Assigned task A
In the passage about the Ready or Not films, what does Grace say to the police at the end of the 2019 movie?
Assigned task B
List every actor the passage about the Ready or Not films names.

Text for analysis
The 2019 Ready or Not ended with Grace (Samara Weaving) limping towards the camera having survived a deadly game of hide and seek, a familial battle royale and a failed satanic ritual. A burning mansion behind her, her bridal gown torn to shreds and drenched in blood. She sat down and lit up a cigarette while the police arrived at the scene and asked what happened. All she said before the movie cut to black was “In-laws.”
But this was not the end of her story as Ready or Not 2: Here I Come picks up exactly when the previous movie finished and sees Grace pass out, transferred to an ambulance and resuscitated. She wakes up in a hospital visited upon by a police detective suggesting that she might go to jail for murdering her in-laws (who had exploded in flurries of blood and gore after failing to sacrifice her to their demonic benefactor), followed also by her estranged sister Faith (Kathryn Newton). However, it also turns out that dispatching a powerful family most certainly didn’t go unnoticed in the billionaire Satan-worshiping circles as the two are immediately kidnapped and thrust back into a deadly game of survival against a host of point-one-percenters (Sarah Michelle Gellar, Shawn Hatosy and others) who believe that killing Grace is their golden ticket to world domination. Or something.

Dataset
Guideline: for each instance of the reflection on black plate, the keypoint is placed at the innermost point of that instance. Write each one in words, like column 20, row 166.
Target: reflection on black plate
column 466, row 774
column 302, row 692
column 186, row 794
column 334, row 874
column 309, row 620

Task response A
"In-laws."

Task response B
Samara Weaving, Kathryn Newton, Sarah Michelle Gellar, Shawn Hatosy